═════ TEXT SECTION
In the default integrated mode, controlled by the ATM application, the SAR scheduler controls the scheduling via the VC backpressure messages it sends to the HRR scheduler. When the HRR scheduler receives a backpressure message from the SAR scheduler, the HRR scheduler disables the node regardless of the node weight or shaping rate. When the HRR scheduler receives a backpressure release, the scheduler node is reenabled.

Backpressure and the Integrated Scheduler

ATM packets are initially scheduled through the HRR scheduler and then sent to the SAR scheduler, from where the cells are scheduled onto the circuit. If a SAR VC queue begins to fill up, the SAR scheduler issues VC backpressure messages to the HRR scheduler. The backpressure messages control the amount of traffic the HRR scheduler sends to the SAR scheduler. The SAR scheduler can also exert port backpressure on the HRR scheduler.

In default integrated mode, the SAR sends VC backpressure messages as well as port backpressure messages. Port backpressure messages are sent to the port node in the hierarchical scheduler.
══════════
═════ DATA SHOWN
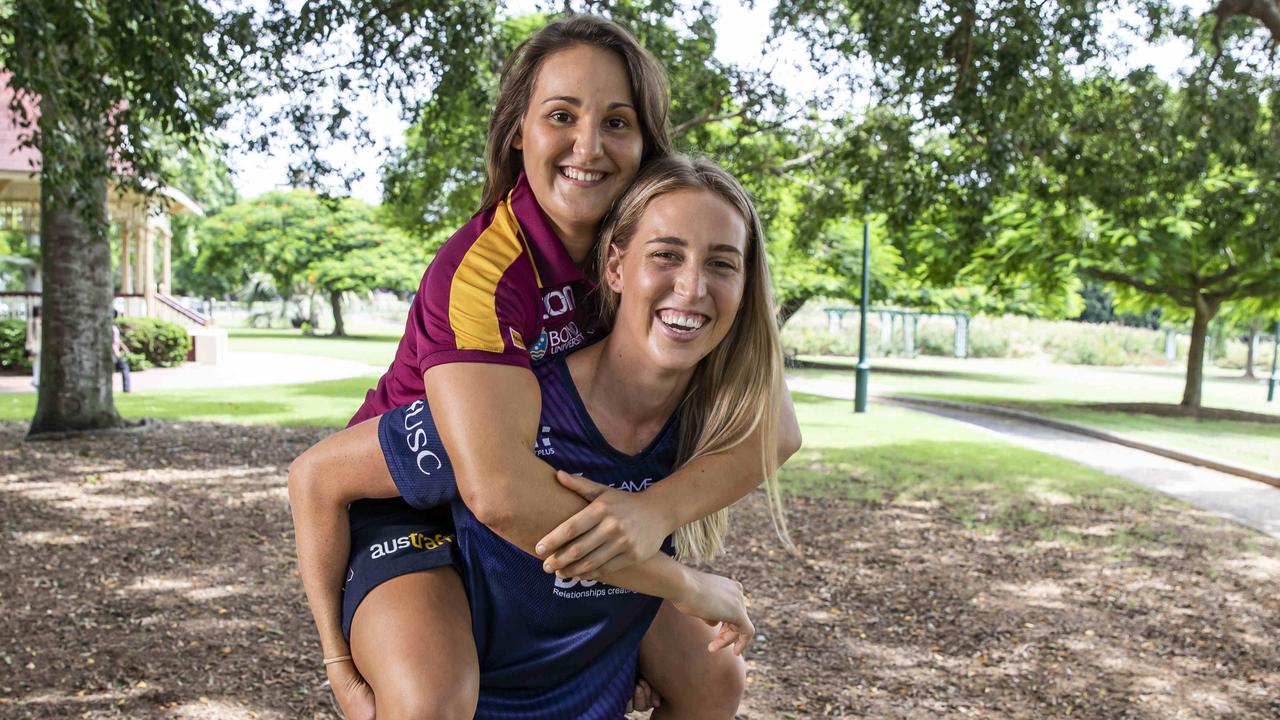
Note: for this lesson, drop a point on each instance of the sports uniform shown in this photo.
(547, 647)
(502, 290)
══════════
§ EXERCISE
Using the backpressure text above, decide whether each statement below agrees with it, and answer yes or no with the deciding words quoted from the text. 1. When the SAR scheduler sends a backpressure message, the HRR scheduler disables the node only if the node weight allows it. 2. ATM packets go through the HRR scheduler before they are sent to the SAR scheduler. 3. Port backpressure messages are sent to the port node in the hierarchical scheduler.

§ REPLY TO THE EXERCISE
1. No: "the HRR scheduler disables the node regardless of the node weight or shaping rate"
2. Yes: "ATM packets are initially scheduled through the HRR scheduler and then sent to the SAR scheduler"
3. Yes: "Port backpressure messages are sent to the port node in the hierarchical scheduler."